Answer with a single number: the count of lines below that hold "every".
(Data section Opens)
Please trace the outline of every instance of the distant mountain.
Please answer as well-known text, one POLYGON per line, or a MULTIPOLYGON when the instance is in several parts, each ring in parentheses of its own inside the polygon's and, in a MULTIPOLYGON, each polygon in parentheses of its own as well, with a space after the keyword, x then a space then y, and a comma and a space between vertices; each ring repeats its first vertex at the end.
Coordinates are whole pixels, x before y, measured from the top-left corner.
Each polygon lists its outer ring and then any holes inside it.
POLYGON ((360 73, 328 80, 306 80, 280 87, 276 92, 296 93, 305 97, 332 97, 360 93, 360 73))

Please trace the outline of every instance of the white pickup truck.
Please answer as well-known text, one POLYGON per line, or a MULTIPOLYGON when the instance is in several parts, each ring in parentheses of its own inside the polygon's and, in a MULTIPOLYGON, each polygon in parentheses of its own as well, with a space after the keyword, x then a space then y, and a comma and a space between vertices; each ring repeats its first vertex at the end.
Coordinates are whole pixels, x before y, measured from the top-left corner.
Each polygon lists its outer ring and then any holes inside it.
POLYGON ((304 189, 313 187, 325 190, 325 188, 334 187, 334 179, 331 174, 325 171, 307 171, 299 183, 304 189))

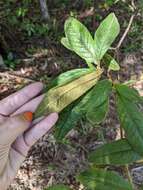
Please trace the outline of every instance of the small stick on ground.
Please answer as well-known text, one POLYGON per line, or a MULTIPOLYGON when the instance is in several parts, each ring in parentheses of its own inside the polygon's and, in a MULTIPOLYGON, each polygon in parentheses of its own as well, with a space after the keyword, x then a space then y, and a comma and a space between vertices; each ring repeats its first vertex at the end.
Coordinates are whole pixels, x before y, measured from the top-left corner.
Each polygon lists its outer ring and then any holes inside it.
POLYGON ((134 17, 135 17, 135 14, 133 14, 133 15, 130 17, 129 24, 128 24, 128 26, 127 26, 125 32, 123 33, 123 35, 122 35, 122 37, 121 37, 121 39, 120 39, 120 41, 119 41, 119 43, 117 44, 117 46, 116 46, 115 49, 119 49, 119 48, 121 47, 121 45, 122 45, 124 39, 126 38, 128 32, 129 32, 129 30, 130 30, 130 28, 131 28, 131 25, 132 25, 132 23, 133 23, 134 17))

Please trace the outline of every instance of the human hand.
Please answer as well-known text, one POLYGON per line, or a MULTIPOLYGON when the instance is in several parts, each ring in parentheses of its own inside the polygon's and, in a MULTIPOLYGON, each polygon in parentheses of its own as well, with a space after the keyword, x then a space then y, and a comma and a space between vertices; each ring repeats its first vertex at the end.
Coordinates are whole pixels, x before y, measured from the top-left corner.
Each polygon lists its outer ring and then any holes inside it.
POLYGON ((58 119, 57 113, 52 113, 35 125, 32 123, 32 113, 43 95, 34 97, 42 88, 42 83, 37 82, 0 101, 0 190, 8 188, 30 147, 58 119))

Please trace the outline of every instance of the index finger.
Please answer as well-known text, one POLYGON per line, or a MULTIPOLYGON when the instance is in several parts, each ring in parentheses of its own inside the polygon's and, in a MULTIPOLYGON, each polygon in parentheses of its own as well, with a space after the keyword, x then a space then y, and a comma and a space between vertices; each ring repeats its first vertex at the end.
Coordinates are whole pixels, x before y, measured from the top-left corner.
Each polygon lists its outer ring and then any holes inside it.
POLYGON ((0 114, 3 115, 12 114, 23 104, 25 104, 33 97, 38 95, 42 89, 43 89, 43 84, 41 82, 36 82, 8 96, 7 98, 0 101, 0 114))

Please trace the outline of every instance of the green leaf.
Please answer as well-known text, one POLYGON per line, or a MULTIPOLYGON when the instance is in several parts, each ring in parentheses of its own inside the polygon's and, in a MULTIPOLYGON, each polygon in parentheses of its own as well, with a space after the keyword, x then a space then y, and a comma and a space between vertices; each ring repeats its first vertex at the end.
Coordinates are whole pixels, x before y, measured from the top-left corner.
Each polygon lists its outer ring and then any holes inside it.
(Data section Closes)
(Data section Opens)
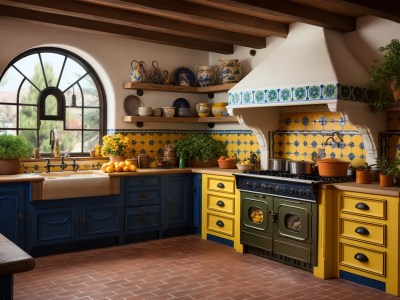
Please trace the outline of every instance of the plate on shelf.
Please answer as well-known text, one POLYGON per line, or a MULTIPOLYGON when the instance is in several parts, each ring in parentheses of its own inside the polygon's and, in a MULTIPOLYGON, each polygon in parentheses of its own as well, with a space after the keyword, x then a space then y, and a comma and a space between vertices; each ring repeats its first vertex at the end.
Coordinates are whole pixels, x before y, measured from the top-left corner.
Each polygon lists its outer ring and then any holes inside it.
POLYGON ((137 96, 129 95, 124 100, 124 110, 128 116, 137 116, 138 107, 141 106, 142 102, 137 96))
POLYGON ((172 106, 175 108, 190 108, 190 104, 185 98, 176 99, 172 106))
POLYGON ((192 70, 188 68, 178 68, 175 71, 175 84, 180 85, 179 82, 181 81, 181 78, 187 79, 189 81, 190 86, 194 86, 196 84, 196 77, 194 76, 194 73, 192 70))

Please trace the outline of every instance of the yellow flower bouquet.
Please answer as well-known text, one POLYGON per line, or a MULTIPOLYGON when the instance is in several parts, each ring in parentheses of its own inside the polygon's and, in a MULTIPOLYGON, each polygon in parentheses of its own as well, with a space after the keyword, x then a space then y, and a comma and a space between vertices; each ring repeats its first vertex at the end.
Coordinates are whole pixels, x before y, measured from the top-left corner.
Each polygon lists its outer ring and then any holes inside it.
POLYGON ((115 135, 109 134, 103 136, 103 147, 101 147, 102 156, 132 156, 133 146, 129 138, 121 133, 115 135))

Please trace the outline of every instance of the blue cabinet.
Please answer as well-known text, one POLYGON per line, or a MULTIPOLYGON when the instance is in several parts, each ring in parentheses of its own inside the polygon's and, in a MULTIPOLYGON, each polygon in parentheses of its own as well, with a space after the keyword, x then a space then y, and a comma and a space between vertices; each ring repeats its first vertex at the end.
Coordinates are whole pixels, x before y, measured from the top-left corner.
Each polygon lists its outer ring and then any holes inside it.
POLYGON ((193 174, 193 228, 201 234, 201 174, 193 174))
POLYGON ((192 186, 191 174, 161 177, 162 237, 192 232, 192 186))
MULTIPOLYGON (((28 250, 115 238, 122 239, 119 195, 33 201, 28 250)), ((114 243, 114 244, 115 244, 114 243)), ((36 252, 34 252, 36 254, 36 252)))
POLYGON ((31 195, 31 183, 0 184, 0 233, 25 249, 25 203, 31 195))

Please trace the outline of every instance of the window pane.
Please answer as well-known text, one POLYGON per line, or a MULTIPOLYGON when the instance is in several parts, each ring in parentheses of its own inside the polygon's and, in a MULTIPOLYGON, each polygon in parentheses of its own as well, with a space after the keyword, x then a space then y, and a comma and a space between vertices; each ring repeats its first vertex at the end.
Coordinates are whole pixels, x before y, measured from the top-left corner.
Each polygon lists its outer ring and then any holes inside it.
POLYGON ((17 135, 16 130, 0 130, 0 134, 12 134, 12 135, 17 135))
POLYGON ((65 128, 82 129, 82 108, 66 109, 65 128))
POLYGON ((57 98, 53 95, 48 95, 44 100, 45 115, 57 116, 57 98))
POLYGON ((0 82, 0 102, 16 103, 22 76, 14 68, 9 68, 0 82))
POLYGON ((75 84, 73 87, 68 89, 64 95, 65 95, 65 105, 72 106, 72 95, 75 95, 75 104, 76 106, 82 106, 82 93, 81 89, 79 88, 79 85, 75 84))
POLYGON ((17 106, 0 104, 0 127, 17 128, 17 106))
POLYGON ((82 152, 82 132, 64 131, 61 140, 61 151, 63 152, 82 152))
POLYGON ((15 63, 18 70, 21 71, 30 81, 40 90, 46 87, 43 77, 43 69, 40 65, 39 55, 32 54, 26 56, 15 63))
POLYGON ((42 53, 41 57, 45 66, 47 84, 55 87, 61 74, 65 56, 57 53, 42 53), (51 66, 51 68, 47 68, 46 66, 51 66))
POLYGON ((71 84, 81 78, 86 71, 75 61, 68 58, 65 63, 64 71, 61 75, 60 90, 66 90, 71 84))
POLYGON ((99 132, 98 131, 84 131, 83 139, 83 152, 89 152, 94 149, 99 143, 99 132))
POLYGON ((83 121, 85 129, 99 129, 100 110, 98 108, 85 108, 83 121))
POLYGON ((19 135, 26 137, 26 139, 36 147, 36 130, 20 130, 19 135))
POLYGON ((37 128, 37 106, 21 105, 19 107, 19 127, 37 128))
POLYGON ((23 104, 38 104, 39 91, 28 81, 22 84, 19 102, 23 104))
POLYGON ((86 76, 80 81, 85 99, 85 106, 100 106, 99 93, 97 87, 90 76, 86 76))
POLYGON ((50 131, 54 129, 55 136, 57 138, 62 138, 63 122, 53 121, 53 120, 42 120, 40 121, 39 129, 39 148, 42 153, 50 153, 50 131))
(Data section Closes)
» Answer to the exercise
10